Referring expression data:
=====
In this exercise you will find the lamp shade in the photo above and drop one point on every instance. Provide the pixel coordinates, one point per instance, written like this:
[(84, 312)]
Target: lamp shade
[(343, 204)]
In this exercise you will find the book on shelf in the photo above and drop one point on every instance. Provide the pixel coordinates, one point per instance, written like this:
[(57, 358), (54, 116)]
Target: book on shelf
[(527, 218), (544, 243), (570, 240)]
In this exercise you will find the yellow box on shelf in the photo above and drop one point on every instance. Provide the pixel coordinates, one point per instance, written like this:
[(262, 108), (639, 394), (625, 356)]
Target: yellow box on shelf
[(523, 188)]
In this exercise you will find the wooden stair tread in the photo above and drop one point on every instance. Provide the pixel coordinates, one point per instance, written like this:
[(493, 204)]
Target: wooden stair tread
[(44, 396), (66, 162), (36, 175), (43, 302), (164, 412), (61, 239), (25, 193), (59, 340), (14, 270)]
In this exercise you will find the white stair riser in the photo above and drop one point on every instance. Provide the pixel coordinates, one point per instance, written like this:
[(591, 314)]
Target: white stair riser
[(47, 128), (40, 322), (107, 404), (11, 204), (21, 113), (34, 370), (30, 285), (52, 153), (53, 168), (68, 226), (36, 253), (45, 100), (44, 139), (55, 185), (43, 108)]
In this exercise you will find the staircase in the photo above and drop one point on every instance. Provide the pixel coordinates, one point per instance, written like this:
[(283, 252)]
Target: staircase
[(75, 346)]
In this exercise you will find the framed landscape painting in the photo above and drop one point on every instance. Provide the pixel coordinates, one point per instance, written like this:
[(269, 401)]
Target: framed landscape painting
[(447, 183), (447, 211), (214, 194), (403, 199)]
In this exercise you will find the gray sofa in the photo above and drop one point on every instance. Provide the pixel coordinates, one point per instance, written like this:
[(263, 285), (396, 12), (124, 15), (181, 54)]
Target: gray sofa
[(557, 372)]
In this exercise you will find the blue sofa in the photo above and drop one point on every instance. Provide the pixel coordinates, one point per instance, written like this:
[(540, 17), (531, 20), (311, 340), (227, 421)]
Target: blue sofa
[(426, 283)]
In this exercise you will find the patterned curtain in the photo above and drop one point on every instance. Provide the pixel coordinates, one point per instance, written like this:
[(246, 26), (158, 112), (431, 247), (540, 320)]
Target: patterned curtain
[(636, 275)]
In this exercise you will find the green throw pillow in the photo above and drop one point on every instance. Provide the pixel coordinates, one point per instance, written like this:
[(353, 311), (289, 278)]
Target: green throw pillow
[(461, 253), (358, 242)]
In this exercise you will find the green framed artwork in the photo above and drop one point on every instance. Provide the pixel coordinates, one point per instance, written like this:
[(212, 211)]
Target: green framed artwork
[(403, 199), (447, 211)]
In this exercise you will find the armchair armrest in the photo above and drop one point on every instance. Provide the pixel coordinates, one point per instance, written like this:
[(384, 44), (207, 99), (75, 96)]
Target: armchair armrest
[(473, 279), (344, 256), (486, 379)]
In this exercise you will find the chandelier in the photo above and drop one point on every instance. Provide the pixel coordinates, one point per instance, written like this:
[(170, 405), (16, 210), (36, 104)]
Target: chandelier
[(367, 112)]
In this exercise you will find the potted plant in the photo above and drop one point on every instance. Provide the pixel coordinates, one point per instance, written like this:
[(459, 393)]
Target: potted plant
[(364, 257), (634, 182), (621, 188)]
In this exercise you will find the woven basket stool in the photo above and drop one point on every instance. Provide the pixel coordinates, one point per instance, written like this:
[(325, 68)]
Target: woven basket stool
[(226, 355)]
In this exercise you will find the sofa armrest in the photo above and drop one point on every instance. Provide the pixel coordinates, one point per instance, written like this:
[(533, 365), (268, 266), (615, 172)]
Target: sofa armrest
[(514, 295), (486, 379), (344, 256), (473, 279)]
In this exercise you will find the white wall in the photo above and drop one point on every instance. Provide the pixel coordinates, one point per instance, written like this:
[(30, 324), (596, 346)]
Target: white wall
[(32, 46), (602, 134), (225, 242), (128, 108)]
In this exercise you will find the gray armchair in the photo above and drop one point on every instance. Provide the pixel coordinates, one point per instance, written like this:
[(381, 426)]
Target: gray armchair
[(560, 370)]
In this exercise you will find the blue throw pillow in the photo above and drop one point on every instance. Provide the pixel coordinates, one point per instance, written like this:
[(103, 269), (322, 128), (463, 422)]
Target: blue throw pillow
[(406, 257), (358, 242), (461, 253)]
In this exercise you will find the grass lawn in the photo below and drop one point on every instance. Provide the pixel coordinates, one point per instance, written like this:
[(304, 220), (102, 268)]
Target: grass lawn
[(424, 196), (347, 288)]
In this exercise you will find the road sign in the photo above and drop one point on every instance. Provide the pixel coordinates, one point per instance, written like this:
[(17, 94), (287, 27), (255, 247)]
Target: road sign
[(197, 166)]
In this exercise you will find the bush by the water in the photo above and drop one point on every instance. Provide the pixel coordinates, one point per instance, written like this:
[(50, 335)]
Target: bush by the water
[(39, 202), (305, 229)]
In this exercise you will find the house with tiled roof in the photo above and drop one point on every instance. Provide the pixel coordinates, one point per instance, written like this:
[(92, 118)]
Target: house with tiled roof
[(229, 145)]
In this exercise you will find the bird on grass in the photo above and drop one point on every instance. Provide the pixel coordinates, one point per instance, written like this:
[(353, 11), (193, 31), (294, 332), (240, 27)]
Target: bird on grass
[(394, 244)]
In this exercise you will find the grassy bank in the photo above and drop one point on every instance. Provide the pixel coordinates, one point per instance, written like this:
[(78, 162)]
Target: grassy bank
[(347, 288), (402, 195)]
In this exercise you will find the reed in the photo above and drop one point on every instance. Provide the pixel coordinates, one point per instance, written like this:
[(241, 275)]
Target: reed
=====
**Your objective**
Copy out each entry above with no deviation.

**Answer to this problem**
In this exercise you will find the lamp shade in the photo above and drop one point on every instance. Provide the pixel coordinates, one point per instance, written like this:
[(84, 312)]
Target: lamp shade
[(343, 204)]
In this exercise you will find the book on shelf in the photo above and drop one point on every instance. Provide the pixel coordinates, one point per instance, written like this:
[(57, 358), (54, 116)]
Target: book on shelf
[(527, 218), (544, 243), (570, 240)]
In this exercise you will find the yellow box on shelf in the photo above and drop one point on every instance. Provide the pixel coordinates, one point per instance, written like this:
[(262, 108), (639, 394), (625, 356)]
Target: yellow box on shelf
[(523, 188)]
In this exercise you will find the wooden stair tread in the photo above and drop one point on every instance. Provide the pixel coordinates, one point per instance, written like this:
[(493, 204)]
Target: wooden stair tread
[(44, 396), (66, 162), (36, 175), (43, 302), (164, 412), (61, 239), (25, 193), (59, 340), (14, 270)]
In this exercise you will find the white stair riser in the photo above and drop one point on every instance. Provide the pixel coordinates, one point per instance, written like this:
[(591, 314)]
Target: white stair riser
[(47, 128), (40, 322), (107, 404), (11, 204), (21, 113), (34, 370), (30, 285), (52, 153), (53, 168), (68, 226), (36, 253), (45, 100), (44, 139), (55, 185), (43, 108)]
In this exercise you will find the staircase in the photo above and drop one point on every instance. Provide the pixel coordinates, one point per instance, written like this:
[(283, 252)]
Target: staircase
[(75, 346)]
In this exercise you will find the framed landscape painting in the photo above and drop one point on every instance. Provide the pixel coordinates, one point per instance, written like this:
[(269, 401)]
Target: framed landscape painting
[(447, 183), (447, 211), (214, 194), (403, 199)]
In this exercise you will find the gray sofa in the photo above and drop one point on every instance. Provide the pixel coordinates, one point per instance, written like this:
[(263, 285), (396, 12), (124, 15), (181, 54)]
Target: gray sofa
[(557, 372)]
In this exercise you will find the blue sofa in the photo above and drop one point on every instance. Provide the pixel coordinates, one point per instance, written like this:
[(540, 17), (531, 20), (311, 340), (227, 421)]
Target: blue sofa
[(426, 283)]
In this exercise you will find the patterned curtain in the photo above and drop one point on every instance. Provide the pixel coordinates, one point per instance, written like this:
[(246, 26), (158, 112), (431, 247), (540, 320)]
Target: patterned curtain
[(636, 275)]
In this exercise you will find the green throw pillow in the photo above and drop one point on every instance. Provide the pixel coordinates, one point per instance, written like this:
[(353, 311), (289, 278)]
Target: green throw pillow
[(461, 253), (358, 242)]
In this exercise you will find the green framed artwork in the photo above and drop one point on every instance. Provide the pixel coordinates, one point per instance, written like this:
[(212, 211)]
Target: green framed artwork
[(403, 199), (447, 211)]
In this exercise you will find the armchair armrest in the photo above and drop one point on every instance. Provide the pixel coordinates, one point per instance, written like this:
[(384, 44), (207, 99), (75, 96)]
Target: armchair armrest
[(473, 279), (344, 256), (486, 379)]
In this exercise you will find the chandelier in the photo above and drop one point on every instance. Provide the pixel coordinates, one point per instance, written like this:
[(170, 405), (16, 210), (36, 104)]
Target: chandelier
[(367, 112)]
In this exercise you will find the potted plant in the photo above and drop one point on every instance. Provide the pixel coordinates, one point per instance, written like this:
[(459, 393)]
Target: potted plant
[(364, 257), (634, 182), (621, 188)]
In this exercise you will find the woven basket stool in the photo above and drop one point on every instance. Provide the pixel coordinates, one point per instance, written like this:
[(325, 68)]
Target: woven basket stool
[(226, 355)]
In this exercise you will find the sofa armrest in the photo above and drop one point on every instance. Provide the pixel coordinates, one point per instance, written like this:
[(533, 365), (268, 266), (615, 172)]
Target: sofa armrest
[(514, 295), (486, 379), (344, 256), (473, 279)]
In this exercise you will find the white wall in the photo above and drop one point on every instance. Provide the pixel coordinates, one point per instance, written like this:
[(30, 324), (596, 346)]
Target: white wall
[(32, 46), (602, 134), (225, 242), (128, 108)]
In this exercise you will find the gray armchair in the photo above and drop one point on every instance. Provide the pixel coordinates, one point per instance, written like this:
[(381, 426)]
Target: gray armchair
[(560, 370)]
In this exercise you will find the blue throw pillow in the photo above and drop one point on every instance. Provide the pixel coordinates, one point per instance, written like this:
[(103, 269), (322, 128), (463, 422)]
Target: blue throw pillow
[(406, 257), (358, 242), (461, 253)]
In this exercise you will find the grass lawn in the photo below and drop one point on every instance. Provide the pixel coordinates, one point per instance, written like this:
[(304, 220), (102, 268)]
Target: grass lawn
[(424, 196), (347, 288)]
In this exercise you will find the road sign in the photo above and drop one point on every instance. Provide the pixel coordinates, one point per instance, written like this:
[(17, 94), (287, 27), (255, 247)]
Target: road sign
[(197, 166)]
In this exercise you will find the bush by the water in the photo above and drop one point on every instance. Provide the pixel coordinates, one point per instance, written like this:
[(50, 335)]
Target: bush by the water
[(39, 202), (305, 229)]
In this exercise you will find the house with tiled roof in the photo above and drop one point on every instance. Provide the pixel coordinates, one point per instance, written like this:
[(92, 118)]
Target: house with tiled roof
[(229, 145)]
In this exercise you will find the bird on grass in the photo above and drop one point on every instance. Provide the pixel coordinates, one point per instance, written like this:
[(353, 11), (193, 31), (294, 332), (240, 27)]
Target: bird on grass
[(394, 244)]
In this exercise you will find the grassy bank in the photo above and drop one point on every instance. Provide the pixel coordinates, one point per instance, written like this:
[(78, 162)]
Target: grassy bank
[(347, 288), (402, 195)]
In this exercise you will find the reed in the photo above and drop one point on every instance. Provide the pixel coordinates, one point per instance, written like this:
[(241, 275)]
Target: reed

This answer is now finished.